**Document extract**
==================================================

Open mazhechao opened 10 years ago
I cannot reproduce, sorry. Can you past the whole traceback?
If the one in the Storm UI is incomplete (Storm UI tends to truncate long tracebacks like the one you posted), you can ssh into one of your Storm cluster nodes running the topology and inspect the worker-*.log
files in the logs/
folder.
That's the whole traceback, but why this error?
ImportError: No module named pyleus.storm
2014-10-18 19:36:18 b.s.util [ERROR] Async loop died!
java.lang.RuntimeException: Error when launching multilang subprocess
Traceback (most recent call last):
File "/usr/lib64/python2.6/runpy.py", line 122, in _run_module_as_main
"__main__", fname, loader, pkg_name)

==================================================

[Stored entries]
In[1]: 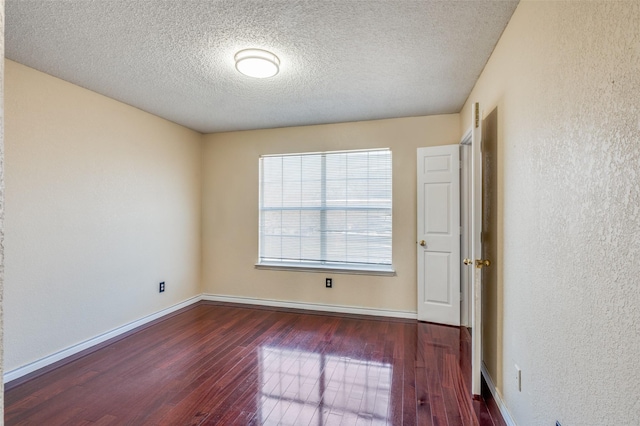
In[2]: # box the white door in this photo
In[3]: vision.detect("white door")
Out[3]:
[417,145,460,326]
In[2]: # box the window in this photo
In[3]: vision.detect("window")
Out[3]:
[258,149,393,273]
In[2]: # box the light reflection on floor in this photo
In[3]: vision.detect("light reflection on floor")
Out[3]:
[258,346,393,426]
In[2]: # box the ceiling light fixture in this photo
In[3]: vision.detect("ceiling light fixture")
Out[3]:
[234,49,280,78]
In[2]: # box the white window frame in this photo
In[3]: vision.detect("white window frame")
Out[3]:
[255,148,395,276]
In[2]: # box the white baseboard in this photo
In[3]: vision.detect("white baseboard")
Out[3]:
[482,363,518,426]
[3,295,201,383]
[3,294,417,383]
[202,293,418,319]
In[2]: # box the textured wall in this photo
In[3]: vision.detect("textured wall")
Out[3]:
[462,1,640,426]
[202,114,460,312]
[4,61,202,371]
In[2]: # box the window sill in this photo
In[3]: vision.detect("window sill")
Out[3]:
[255,263,396,277]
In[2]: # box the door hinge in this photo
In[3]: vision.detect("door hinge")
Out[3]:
[473,102,480,129]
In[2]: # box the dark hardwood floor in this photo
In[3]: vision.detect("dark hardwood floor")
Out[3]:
[5,302,504,425]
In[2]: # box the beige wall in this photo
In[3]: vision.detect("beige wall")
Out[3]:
[202,114,461,312]
[461,1,640,426]
[4,60,202,371]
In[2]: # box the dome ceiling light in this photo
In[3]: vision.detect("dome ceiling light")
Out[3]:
[234,49,280,78]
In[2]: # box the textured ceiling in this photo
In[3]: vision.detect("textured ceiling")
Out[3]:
[5,0,517,133]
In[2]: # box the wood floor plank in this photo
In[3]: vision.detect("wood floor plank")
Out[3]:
[5,302,503,426]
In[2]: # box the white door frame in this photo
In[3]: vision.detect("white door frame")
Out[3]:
[460,138,473,327]
[460,103,482,395]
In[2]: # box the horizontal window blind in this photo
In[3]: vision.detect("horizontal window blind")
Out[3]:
[259,149,392,269]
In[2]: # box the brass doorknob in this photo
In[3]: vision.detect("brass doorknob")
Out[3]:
[462,259,491,269]
[476,259,491,268]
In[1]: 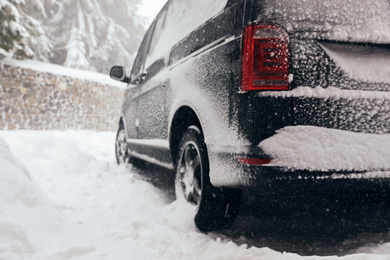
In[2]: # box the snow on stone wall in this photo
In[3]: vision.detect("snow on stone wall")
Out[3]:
[0,62,124,131]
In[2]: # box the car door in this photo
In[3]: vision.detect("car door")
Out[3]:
[122,22,154,139]
[138,6,169,140]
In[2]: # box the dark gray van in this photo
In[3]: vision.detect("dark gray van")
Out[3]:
[110,0,390,231]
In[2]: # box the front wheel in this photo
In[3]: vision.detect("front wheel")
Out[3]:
[175,126,241,232]
[115,124,130,164]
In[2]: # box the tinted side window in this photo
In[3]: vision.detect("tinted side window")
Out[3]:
[147,0,228,65]
[131,23,156,79]
[145,9,167,68]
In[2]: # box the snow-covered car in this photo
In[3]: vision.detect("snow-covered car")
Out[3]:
[110,0,390,231]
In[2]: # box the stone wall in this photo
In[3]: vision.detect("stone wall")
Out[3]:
[0,61,124,131]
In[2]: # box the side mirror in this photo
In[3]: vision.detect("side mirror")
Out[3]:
[110,66,131,83]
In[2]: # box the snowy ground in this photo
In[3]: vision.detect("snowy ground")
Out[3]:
[0,131,390,260]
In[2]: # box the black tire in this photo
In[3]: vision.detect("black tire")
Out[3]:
[175,126,241,232]
[115,124,130,164]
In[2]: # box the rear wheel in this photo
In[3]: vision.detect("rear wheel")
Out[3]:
[115,124,130,164]
[175,126,241,232]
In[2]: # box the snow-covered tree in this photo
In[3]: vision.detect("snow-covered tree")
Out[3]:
[0,0,33,58]
[9,0,145,73]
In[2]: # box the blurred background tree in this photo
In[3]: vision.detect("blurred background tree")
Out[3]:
[0,0,145,73]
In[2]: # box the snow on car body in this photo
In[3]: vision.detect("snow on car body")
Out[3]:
[111,0,390,230]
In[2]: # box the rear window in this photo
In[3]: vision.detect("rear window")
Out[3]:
[257,0,390,43]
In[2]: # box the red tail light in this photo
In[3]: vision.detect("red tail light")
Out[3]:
[241,24,290,91]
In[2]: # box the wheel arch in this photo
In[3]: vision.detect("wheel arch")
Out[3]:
[169,106,203,164]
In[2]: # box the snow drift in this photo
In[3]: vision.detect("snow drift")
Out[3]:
[0,131,390,260]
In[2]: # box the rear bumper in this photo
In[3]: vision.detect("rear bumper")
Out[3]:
[210,151,390,194]
[209,126,390,192]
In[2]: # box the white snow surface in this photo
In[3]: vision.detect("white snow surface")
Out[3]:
[0,131,390,260]
[260,126,390,173]
[0,58,127,88]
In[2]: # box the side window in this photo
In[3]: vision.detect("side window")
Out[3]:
[146,0,228,66]
[131,23,156,79]
[145,9,167,68]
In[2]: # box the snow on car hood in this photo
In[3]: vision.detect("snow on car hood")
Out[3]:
[258,0,390,43]
[259,126,390,173]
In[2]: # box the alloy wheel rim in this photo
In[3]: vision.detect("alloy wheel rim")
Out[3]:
[178,143,202,206]
[116,130,127,163]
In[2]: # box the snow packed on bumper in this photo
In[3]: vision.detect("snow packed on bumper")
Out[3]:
[258,0,390,43]
[259,126,390,173]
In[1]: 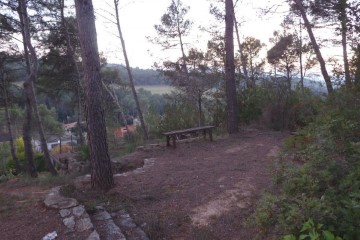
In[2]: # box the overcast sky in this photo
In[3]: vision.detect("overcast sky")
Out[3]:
[93,0,284,68]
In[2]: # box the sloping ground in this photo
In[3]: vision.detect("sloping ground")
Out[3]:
[109,129,286,239]
[0,128,286,240]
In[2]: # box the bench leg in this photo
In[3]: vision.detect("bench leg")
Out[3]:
[172,135,176,148]
[209,128,213,142]
[166,136,170,147]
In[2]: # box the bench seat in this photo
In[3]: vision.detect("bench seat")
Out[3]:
[163,126,215,148]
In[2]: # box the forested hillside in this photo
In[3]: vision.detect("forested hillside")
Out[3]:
[0,0,360,240]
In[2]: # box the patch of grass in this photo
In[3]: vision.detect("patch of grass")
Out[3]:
[0,193,37,219]
[144,214,165,240]
[191,227,217,240]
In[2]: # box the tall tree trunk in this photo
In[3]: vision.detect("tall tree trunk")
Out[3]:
[0,66,21,174]
[59,0,84,145]
[19,0,57,176]
[30,79,57,176]
[102,82,129,133]
[355,44,360,86]
[75,0,114,191]
[18,0,38,178]
[299,18,304,92]
[340,0,351,88]
[234,14,249,83]
[225,0,239,134]
[114,0,149,141]
[294,0,333,93]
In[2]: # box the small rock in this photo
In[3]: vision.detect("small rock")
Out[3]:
[60,209,71,218]
[95,206,105,210]
[86,230,100,240]
[106,219,126,240]
[44,187,79,209]
[94,211,111,221]
[72,205,85,217]
[121,217,136,228]
[42,231,57,240]
[63,216,75,229]
[76,217,94,232]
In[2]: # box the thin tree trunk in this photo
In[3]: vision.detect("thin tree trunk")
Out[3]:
[299,18,304,93]
[340,0,351,88]
[114,0,149,141]
[30,79,57,176]
[19,0,57,176]
[75,0,114,191]
[17,0,38,178]
[0,67,21,174]
[59,0,84,145]
[294,0,333,93]
[234,14,249,82]
[355,44,360,86]
[102,82,129,132]
[225,0,239,134]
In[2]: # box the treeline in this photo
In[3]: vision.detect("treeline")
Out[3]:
[106,64,169,86]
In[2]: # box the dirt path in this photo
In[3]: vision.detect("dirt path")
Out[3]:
[111,126,286,239]
[0,128,286,240]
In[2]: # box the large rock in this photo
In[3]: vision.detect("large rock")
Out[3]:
[86,230,100,240]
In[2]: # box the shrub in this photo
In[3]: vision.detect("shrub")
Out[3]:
[51,143,73,154]
[254,90,360,240]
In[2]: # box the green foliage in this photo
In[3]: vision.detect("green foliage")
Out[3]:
[0,143,10,176]
[159,99,199,132]
[78,145,90,162]
[38,104,64,134]
[250,90,360,240]
[239,88,265,124]
[5,138,47,172]
[283,218,342,240]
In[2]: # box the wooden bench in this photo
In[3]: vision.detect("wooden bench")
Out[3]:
[163,126,215,148]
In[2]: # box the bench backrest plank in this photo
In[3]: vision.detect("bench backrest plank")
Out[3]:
[163,126,215,136]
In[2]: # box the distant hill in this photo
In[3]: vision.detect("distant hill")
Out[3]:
[107,64,168,86]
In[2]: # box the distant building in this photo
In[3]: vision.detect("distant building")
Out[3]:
[0,132,10,143]
[114,125,136,139]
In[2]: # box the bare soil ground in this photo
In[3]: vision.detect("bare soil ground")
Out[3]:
[0,128,287,240]
[109,128,287,239]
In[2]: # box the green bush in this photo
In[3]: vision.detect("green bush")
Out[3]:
[253,90,360,240]
[5,138,47,172]
[0,143,10,176]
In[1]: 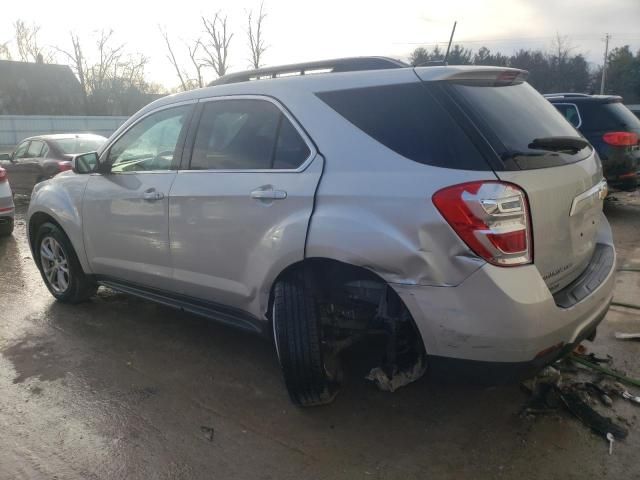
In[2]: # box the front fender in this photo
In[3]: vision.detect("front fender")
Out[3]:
[27,172,91,273]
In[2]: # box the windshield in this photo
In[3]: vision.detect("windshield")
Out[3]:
[53,138,106,155]
[451,83,591,169]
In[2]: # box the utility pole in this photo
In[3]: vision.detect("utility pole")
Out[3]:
[444,20,458,64]
[600,33,611,95]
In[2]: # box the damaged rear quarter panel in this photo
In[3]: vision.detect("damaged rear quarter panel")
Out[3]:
[306,159,495,286]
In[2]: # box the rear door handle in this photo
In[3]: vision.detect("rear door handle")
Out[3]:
[251,189,287,200]
[142,188,164,202]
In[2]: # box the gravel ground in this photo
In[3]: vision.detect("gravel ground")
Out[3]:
[0,194,640,480]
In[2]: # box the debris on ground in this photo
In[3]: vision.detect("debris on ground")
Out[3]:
[521,346,640,454]
[365,357,427,392]
[200,425,214,442]
[614,332,640,340]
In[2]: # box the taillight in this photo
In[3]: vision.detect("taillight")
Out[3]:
[602,132,638,147]
[58,161,71,172]
[433,181,533,266]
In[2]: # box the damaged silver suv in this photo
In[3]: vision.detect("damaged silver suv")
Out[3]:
[28,57,615,405]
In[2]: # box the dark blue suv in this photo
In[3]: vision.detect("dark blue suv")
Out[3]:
[545,93,640,190]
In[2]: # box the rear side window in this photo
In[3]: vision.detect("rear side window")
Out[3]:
[316,82,489,170]
[27,140,44,158]
[190,99,311,170]
[450,83,592,170]
[580,102,640,132]
[553,103,582,128]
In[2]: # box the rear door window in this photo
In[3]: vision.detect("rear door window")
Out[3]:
[449,83,592,170]
[316,82,489,170]
[26,140,44,158]
[189,99,311,170]
[580,102,640,132]
[13,141,29,160]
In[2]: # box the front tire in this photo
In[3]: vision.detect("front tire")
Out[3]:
[35,222,98,303]
[272,270,338,407]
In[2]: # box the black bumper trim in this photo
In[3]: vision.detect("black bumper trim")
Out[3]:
[553,243,615,308]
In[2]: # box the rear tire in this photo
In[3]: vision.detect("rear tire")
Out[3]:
[34,222,98,303]
[0,218,13,237]
[272,270,338,407]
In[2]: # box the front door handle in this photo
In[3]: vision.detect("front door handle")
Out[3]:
[142,188,164,202]
[251,188,287,200]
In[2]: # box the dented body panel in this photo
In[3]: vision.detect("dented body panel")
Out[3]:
[393,213,615,363]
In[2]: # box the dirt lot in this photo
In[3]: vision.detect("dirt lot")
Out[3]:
[0,195,640,480]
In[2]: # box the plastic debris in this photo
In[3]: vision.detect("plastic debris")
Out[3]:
[200,425,214,442]
[559,387,629,439]
[569,353,640,387]
[365,357,427,392]
[614,332,640,340]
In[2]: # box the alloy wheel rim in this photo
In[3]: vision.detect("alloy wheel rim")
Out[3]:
[40,237,71,293]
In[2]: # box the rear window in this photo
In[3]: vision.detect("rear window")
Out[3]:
[450,83,591,170]
[53,138,104,155]
[580,102,640,132]
[316,82,489,170]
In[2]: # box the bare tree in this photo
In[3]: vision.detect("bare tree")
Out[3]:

==================================================

**Directive**
Please say where, according to the forum thread, a complete traceback can be read when the Storm UI shortens it.

**The reply**
In the worker-*.log files in the logs/ folder on one of the Storm cluster nodes running the topology.